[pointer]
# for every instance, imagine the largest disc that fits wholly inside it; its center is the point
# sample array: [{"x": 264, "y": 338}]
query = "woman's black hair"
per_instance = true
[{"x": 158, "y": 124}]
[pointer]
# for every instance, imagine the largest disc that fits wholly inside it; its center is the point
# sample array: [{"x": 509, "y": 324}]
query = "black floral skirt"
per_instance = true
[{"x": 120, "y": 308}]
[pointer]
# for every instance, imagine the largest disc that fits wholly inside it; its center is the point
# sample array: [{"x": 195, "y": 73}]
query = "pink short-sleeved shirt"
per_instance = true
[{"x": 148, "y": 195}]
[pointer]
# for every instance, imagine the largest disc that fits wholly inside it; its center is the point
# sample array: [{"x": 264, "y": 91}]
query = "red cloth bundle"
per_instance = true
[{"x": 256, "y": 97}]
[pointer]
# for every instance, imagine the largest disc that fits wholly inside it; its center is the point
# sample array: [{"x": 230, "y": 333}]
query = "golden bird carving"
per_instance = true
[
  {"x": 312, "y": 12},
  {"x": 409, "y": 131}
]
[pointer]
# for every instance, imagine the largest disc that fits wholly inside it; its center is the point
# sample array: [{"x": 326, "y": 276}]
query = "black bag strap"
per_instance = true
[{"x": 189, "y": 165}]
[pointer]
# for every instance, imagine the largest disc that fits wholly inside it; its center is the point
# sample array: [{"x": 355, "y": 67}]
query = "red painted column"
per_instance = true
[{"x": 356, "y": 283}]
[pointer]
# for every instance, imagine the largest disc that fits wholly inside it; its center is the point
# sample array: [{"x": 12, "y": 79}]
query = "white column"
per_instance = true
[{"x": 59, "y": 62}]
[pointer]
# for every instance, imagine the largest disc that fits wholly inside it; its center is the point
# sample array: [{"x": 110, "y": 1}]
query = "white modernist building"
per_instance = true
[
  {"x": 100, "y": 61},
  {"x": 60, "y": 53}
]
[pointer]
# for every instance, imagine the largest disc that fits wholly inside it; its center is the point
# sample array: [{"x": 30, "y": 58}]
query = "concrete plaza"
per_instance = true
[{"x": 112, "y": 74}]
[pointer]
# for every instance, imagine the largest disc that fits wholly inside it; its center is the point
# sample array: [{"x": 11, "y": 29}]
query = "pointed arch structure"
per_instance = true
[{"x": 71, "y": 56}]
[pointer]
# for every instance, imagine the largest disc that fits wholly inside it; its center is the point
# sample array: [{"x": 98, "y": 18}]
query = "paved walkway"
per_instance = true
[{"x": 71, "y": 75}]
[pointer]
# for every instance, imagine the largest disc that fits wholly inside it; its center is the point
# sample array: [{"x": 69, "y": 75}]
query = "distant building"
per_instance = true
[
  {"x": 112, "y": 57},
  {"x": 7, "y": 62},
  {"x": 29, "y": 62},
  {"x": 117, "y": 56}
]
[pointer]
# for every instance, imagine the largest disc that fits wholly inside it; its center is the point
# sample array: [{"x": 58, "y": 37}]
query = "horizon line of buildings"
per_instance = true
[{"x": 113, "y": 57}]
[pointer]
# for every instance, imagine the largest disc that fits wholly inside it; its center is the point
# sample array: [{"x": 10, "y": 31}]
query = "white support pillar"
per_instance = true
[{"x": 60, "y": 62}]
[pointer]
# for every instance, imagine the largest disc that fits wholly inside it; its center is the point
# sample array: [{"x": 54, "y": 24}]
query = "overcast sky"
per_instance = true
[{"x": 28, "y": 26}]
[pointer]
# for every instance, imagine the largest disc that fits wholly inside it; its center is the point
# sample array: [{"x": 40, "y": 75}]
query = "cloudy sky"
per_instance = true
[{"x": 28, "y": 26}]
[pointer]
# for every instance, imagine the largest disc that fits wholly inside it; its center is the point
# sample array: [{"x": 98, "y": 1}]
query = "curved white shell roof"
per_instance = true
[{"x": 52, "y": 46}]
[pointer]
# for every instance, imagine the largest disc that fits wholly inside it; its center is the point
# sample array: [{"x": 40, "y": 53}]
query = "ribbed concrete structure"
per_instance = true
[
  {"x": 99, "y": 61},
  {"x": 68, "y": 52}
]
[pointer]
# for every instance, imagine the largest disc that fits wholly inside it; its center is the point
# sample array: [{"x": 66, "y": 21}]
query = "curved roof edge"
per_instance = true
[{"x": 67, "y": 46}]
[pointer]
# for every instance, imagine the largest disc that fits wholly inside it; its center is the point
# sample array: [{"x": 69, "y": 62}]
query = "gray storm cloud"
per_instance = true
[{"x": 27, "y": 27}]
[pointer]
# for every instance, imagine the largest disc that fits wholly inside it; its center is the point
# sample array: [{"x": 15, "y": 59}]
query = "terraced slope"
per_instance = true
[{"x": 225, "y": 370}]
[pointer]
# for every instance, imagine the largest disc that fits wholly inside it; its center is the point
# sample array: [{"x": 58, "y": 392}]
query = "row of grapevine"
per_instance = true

**TASK DIRECTIONS:**
Please report every line in the entries above that contains the word "black".

**WRITTEN SOLUTION:**
query = "woman's black hair"
query = "black floral skirt"
query = "black bag strap"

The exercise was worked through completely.